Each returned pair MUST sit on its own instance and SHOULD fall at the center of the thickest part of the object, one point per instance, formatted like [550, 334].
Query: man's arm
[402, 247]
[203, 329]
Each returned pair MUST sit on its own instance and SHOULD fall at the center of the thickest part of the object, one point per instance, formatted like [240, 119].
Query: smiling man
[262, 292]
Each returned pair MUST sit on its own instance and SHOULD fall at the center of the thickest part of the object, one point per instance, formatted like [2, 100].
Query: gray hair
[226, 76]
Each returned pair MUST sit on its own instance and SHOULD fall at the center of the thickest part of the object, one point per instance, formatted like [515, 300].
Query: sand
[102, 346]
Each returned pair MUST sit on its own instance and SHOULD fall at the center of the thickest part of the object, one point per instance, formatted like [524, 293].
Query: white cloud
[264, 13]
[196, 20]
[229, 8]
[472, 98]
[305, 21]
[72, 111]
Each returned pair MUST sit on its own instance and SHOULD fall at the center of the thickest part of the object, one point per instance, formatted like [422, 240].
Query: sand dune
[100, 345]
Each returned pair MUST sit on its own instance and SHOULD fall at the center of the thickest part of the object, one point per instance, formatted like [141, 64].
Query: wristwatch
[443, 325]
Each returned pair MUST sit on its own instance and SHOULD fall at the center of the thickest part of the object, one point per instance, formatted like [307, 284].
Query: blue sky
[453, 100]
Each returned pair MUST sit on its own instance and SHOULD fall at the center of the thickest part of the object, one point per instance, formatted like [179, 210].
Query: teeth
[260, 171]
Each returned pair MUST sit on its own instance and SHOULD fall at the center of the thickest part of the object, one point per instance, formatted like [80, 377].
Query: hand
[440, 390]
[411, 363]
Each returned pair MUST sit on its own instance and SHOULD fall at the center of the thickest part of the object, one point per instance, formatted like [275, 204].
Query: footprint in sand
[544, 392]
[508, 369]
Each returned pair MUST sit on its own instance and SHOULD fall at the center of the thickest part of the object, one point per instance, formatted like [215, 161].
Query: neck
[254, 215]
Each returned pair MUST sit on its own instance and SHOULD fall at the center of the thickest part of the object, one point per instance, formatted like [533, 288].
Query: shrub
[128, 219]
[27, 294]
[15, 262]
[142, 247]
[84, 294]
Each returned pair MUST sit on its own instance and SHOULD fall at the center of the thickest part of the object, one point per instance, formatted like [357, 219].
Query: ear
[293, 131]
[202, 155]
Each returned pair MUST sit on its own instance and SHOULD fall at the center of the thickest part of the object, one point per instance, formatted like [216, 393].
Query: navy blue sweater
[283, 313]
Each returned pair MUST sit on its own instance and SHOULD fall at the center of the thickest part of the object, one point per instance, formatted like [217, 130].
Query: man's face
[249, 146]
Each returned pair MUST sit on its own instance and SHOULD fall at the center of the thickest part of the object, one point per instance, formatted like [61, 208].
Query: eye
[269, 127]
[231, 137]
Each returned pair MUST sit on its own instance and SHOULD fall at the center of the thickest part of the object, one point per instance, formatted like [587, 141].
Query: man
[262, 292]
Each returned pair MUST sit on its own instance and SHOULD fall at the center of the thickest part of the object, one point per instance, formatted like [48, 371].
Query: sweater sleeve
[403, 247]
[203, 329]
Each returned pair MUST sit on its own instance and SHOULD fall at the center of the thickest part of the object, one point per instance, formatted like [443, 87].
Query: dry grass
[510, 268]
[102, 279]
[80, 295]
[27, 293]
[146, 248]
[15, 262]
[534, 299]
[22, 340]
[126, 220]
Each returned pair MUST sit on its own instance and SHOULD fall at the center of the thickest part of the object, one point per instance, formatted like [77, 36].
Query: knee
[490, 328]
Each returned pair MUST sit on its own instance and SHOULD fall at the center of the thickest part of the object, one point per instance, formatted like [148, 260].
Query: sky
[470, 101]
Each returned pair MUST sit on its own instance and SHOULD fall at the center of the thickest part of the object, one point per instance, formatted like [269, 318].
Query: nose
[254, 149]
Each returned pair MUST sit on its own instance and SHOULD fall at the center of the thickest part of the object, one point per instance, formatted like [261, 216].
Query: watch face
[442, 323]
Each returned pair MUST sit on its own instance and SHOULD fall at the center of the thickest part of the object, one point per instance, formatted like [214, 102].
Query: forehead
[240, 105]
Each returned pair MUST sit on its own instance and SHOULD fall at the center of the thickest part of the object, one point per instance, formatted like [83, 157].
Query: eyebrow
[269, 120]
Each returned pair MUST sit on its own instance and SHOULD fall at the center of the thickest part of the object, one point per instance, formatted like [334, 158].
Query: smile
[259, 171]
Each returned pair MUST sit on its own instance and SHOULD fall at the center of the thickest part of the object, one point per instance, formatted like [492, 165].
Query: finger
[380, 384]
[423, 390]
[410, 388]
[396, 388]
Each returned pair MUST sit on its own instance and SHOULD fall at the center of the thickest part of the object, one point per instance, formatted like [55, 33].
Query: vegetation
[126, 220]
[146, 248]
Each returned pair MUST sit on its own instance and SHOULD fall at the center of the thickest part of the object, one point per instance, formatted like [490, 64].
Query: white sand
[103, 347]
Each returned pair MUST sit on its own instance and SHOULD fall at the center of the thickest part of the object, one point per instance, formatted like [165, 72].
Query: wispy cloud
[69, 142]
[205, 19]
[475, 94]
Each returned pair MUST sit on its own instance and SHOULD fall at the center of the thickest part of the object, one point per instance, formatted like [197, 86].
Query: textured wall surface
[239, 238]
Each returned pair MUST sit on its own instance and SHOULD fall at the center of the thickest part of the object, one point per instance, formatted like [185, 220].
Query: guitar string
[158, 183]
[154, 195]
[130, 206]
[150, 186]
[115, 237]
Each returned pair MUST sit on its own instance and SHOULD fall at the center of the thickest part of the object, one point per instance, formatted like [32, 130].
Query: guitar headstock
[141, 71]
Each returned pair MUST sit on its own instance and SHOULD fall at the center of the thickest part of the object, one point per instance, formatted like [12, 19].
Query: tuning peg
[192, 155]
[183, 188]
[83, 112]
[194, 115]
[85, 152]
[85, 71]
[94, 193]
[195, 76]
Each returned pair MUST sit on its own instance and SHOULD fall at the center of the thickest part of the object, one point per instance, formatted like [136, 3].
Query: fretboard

★ ★ ★ ★

■ To be done
Everything from the line containing "like [55, 33]." through the final line of the listing, inclusive, must be reproduced exactly; leave out the rest.

■ Answer to this task
Each returned pair MUST sit on its own instance and SHOULD fall at the center of the thickest part of the object, one point per instance, formatted like [55, 33].
Query: vegetation
[126, 220]
[146, 248]
Each returned pair MUST sit on its own instance and SHOULD fall at the center of the thickest part of the object, one point per instance, formatted like [490, 64].
Query: white sand
[103, 347]
Each returned pair MUST sit on its own instance and SHOULD fall at the center of the thickest part of the object, one point per instance, formatted like [165, 72].
Query: wispy cloud
[69, 142]
[205, 19]
[475, 94]
Each returned pair MUST sit on its own instance and SHOULD fall at the center of the thickest part of the object, one point per instance, formatted like [197, 86].
Query: textured wall surface
[239, 238]
Each returned pair MUST sit on its own instance and SHOULD fall at the center of the thickest part of the object, one point per instance, formatted like [185, 220].
Query: guitar string
[158, 183]
[154, 195]
[130, 206]
[150, 186]
[115, 237]
Each returned pair MUST sit on its own instance and SHOULD fall at the center of the thickest part of the object, one point per instance, formatted like [32, 130].
Query: guitar headstock
[141, 71]
Each returned pair MUST sit on its own instance and SHOULD fall at the center of the thickest part of the object, one point per instance, formatted like [12, 19].
Query: tuning peg
[192, 155]
[183, 188]
[83, 112]
[194, 115]
[85, 152]
[85, 71]
[94, 193]
[195, 76]
Each returned pair MUST sit on its own instance and SHOULD fall at the center of the thickest part of the object, one point per instance, formatted like [136, 3].
Query: fretboard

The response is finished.